• ESTRATTO:

La sempre maggiore sfiducia nei confronti di governi e Istituzioni – in Europa e non solo – ci pone davanti a una domanda cruciale: è la democrazia la miglior forma di governo possibile?
Tra un anno – dal 23 al 26 maggio 2019 – tornerà a ripetersi uno dei più colossali esercizi democratici del globo: le elezioni per il rinnovo del Parlamento Europeo, una chiamata alle urne collettiva per poco meno di 500 milioni di persone. A dodici mesi di distanza, gli opinionisti hanno già marchiato l’appuntamento come la disfida finale tra due visioni radicalmente contrapposte, quella europeista/globalista e quella euroscettica/populista, con tutte le approssimazioni e semplificazioni del caso. La realtà, però, è che prima ancora degli esiti di tale scontro, quelle elezioni dovranno dare risposta a una storica, inquietante domanda: gli europei credono ancora nella democrazia?
Democrazie stanche
I segnali, un po’ dappertutto, sono tutt’altro che incoraggianti. Dalle nostre parti, naturalmente, ne sappiamo qualcosa. L’infinito stallo post-elettorale italiano ha portato non solo il Paese di nuovo sull’orlo del baratro finanziario, ma anche la stragrande maggioranza dei cittadini a unirsi, per lo meno, su una cosa: il sentimento di estenuazione per il protrarsi della crisi, parente stretta di una ben più pericolosa nausea per le procedure democratiche stesse. Ma i segni di affaticamento sono ben visibili anche altrove.

• DATI FORNITI:

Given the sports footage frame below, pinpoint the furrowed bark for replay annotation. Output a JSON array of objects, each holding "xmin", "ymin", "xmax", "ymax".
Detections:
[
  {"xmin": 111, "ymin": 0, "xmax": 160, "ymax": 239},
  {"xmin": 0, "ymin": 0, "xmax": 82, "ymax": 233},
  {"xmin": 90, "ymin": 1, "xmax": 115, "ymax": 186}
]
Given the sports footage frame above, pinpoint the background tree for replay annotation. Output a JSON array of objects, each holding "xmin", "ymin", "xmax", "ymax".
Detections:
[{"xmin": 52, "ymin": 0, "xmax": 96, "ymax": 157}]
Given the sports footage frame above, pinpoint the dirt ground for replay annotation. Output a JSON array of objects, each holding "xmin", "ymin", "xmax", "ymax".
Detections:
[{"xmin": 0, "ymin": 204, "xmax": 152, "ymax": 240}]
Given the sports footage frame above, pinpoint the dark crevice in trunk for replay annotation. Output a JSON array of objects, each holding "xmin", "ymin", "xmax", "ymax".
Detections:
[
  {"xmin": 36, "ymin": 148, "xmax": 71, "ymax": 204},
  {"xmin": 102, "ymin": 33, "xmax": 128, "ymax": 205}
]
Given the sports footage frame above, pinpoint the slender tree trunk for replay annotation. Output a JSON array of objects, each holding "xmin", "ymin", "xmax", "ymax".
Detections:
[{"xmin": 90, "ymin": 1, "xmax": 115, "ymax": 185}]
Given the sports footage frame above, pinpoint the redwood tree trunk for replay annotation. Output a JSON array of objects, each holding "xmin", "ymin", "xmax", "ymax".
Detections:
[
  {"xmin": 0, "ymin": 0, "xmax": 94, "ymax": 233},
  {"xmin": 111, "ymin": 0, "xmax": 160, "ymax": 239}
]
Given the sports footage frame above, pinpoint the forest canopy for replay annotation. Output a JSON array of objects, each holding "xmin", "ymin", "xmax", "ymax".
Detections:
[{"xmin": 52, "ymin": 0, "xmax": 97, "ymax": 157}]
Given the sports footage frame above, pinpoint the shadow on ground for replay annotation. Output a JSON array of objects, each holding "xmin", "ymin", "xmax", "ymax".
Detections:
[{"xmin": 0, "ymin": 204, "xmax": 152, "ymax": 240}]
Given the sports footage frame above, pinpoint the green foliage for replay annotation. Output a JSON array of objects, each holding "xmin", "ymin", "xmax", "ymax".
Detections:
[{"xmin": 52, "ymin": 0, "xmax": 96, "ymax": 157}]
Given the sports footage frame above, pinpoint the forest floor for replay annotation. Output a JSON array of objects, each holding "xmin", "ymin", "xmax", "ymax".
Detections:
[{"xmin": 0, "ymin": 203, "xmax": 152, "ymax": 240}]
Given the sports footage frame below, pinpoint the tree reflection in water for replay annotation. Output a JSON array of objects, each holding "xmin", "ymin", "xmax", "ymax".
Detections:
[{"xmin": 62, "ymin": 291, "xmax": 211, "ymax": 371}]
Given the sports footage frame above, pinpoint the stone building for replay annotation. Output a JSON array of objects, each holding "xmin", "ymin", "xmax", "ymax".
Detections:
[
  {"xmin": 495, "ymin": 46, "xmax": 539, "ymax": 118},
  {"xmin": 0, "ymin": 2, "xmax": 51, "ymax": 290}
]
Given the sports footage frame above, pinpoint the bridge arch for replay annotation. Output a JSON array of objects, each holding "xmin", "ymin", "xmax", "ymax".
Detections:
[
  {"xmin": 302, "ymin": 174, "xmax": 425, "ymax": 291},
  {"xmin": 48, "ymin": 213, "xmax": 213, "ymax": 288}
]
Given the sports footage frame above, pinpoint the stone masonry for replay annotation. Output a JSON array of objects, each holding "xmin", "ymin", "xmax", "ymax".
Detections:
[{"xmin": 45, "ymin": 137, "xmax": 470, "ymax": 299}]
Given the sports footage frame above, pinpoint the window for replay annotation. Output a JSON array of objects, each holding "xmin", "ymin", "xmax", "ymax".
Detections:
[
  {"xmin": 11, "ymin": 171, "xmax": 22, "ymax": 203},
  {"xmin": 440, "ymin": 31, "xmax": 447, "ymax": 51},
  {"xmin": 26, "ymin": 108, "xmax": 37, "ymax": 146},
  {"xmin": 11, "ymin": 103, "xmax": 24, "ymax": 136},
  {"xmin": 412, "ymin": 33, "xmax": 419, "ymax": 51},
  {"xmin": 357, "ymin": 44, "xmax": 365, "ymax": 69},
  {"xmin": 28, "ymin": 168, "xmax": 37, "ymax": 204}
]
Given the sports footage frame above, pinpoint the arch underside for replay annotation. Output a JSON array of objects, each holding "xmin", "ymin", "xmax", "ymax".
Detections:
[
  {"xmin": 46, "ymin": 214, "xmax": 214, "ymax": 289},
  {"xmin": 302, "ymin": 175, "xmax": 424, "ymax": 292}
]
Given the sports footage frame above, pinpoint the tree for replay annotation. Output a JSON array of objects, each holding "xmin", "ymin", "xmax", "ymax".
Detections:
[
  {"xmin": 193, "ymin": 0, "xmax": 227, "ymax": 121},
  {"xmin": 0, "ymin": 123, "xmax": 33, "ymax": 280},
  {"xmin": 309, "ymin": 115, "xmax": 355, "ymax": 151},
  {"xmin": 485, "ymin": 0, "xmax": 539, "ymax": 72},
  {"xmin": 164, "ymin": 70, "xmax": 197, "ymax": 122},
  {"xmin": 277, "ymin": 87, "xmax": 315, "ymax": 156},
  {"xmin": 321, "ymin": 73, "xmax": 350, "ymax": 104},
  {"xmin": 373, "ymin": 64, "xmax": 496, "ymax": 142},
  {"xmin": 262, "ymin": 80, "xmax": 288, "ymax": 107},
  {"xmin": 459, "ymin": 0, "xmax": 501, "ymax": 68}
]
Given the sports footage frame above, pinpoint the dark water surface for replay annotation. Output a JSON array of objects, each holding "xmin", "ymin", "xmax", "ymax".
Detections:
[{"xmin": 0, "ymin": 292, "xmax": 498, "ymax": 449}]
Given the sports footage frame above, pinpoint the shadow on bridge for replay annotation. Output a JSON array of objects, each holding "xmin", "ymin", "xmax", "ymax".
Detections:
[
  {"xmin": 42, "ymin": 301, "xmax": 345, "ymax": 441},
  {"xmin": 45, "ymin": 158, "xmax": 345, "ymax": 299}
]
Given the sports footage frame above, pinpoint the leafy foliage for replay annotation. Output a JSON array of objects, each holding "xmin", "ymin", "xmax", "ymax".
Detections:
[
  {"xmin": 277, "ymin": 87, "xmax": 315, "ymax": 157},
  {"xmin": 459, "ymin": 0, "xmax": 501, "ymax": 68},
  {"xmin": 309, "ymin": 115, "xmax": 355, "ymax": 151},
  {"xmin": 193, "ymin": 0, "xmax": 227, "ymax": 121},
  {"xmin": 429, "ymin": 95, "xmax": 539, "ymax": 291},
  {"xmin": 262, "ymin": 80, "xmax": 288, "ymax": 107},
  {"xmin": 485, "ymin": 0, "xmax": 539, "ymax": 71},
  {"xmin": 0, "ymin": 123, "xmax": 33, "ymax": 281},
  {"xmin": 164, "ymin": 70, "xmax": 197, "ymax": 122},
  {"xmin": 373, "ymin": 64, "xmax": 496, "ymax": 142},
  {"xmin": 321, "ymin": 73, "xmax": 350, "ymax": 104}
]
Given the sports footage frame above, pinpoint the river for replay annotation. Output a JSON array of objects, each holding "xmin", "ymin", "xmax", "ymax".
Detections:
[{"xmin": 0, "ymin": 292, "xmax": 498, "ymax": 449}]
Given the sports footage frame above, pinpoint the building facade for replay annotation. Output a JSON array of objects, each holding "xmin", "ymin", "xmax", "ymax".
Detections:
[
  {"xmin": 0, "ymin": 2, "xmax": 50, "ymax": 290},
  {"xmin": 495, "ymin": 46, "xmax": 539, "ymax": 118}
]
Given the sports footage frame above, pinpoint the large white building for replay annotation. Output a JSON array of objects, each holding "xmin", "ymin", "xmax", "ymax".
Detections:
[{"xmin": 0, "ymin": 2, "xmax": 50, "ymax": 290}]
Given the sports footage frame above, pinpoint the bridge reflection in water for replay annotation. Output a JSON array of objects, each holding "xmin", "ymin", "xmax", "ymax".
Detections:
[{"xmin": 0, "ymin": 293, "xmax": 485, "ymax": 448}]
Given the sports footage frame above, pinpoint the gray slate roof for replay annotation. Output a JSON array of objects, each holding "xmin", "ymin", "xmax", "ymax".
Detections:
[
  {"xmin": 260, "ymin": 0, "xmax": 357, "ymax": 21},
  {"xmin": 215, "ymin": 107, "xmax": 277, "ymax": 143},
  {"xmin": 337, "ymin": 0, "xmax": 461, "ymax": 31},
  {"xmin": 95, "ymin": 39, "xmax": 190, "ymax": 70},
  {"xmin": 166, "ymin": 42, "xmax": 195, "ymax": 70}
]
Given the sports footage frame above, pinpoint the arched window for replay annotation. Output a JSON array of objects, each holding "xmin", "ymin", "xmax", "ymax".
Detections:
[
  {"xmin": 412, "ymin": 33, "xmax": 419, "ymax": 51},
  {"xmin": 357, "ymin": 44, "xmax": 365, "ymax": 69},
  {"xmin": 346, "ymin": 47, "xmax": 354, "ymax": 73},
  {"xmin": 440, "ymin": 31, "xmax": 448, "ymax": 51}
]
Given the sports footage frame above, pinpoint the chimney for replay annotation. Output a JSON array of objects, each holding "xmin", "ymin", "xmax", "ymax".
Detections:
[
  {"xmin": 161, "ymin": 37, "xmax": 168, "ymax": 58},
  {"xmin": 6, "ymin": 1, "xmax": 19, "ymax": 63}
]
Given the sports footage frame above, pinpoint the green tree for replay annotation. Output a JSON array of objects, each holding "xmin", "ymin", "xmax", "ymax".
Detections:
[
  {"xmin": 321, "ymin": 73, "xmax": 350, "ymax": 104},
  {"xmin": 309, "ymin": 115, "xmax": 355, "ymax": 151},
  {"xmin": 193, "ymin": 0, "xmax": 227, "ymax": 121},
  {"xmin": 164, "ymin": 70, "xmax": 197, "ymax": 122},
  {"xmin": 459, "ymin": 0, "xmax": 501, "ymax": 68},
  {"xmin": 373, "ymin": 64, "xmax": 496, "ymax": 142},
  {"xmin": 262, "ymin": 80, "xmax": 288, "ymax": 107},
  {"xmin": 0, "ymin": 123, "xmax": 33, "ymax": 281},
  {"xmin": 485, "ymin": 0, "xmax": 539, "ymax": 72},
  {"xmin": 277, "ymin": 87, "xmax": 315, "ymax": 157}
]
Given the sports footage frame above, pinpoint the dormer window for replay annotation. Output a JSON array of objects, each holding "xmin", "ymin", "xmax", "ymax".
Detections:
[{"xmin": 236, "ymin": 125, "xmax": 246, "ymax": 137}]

• CONSEGNA:
Riproduci fedelmente il passo dell'estratto sulla democrazia da "Democrazie stanche" a "visibili anche altrove.". Le voci provengono da una fonte diversa.

• SOLUZIONE:
Democrazie stanche
I segnali, un po’ dappertutto, sono tutt’altro che incoraggianti. Dalle nostre parti, naturalmente, ne sappiamo qualcosa. L’infinito stallo post-elettorale italiano ha portato non solo il Paese di nuovo sull’orlo del baratro finanziario, ma anche la stragrande maggioranza dei cittadini a unirsi, per lo meno, su una cosa: il sentimento di estenuazione per il protrarsi della crisi, parente stretta di una ben più pericolosa nausea per le procedure democratiche stesse. Ma i segni di affaticamento sono ben visibili anche altrove.